Requirement 1 - In the passage about writing blobs to blob storage, in what kind of environment is the process being run?

Passage -
┄┄┄┄┄┄┄┄┄┄
0

When writing about 200 300k blobs to blob storage using Task.WhenAll(List) the writes hang / take significantly longer than performing each in order.

I'm running the process in a function app.

Doesn't work

private async Task WriteToBlobAsync(List<DataSeries> allData)
        {
            int blobCount = 0;
            List<Task> blobWriteTasks = new List<Task>();
            foreach(DataSeries series in allData)
            {
                blobCount++;
                string seriesInJson = JsonConvert.SerializeObject(series);
                blobWriteTasks.Add(_destinationBlobStore.WriteBlobAsync(seriesInJson, series.SaveName));
                //await _destinationBlobStore.WriteBlobAsync(seriesInJson, series.SaveName);
                if (blobCount % 100 == 0)
                {
                    _flightSummaryDoc.AddLog($"{blobCount} Blobs Complete");
                    _log.Info($"{blobCount} Blobs Complete");
                }
            }
            await Task.WhenAll(blobWriteTasks.ToArray());
        }

Works significantly faster (but shouldn't)

private async Task WriteToBlobAsync(List<DataSeries> allData)
        {
            int blobCount = 0;
            List<Task> blobWriteTasks = new List<Task>();
            foreach(DataSeries series in allData)
            {
                blobCount++;
                string seriesInJson = JsonConvert.SerializeObject(series);
                //blobWriteTasks.Add(_destinationBlobStore.WriteBlobAsync(seriesInJson,series.SaveName));
                await _destinationBlobStore.WriteBlobAsync(seriesInJson, series.SaveName);
                if(blobCount % 100 == 0)
┄┄┄┄┄┄┄┄┄┄
Extracted information -
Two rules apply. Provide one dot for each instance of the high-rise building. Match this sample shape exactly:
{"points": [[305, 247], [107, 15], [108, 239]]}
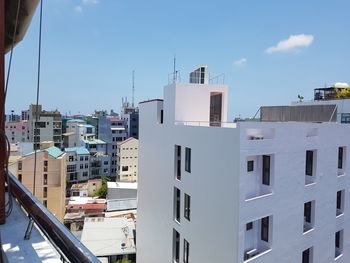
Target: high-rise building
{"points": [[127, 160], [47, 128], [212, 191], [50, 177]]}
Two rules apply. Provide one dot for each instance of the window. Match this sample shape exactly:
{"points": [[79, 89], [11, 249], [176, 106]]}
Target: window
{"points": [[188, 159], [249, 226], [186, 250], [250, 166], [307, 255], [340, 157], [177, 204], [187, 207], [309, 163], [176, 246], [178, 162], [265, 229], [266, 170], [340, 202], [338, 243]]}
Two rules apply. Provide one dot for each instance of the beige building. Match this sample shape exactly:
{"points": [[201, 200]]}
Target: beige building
┄┄┄┄┄┄┄┄┄┄
Requirement 2 - Return, without any change, the lines of the records from the line that contains "of the beige" through the final line of the records, with both of those lines included.

Final result 1 - It is run in a function app.

Final result 2 -
Two rules apply. Provide one dot for each instance of the beige building. Match this sample shape exactly:
{"points": [[201, 200]]}
Target: beige building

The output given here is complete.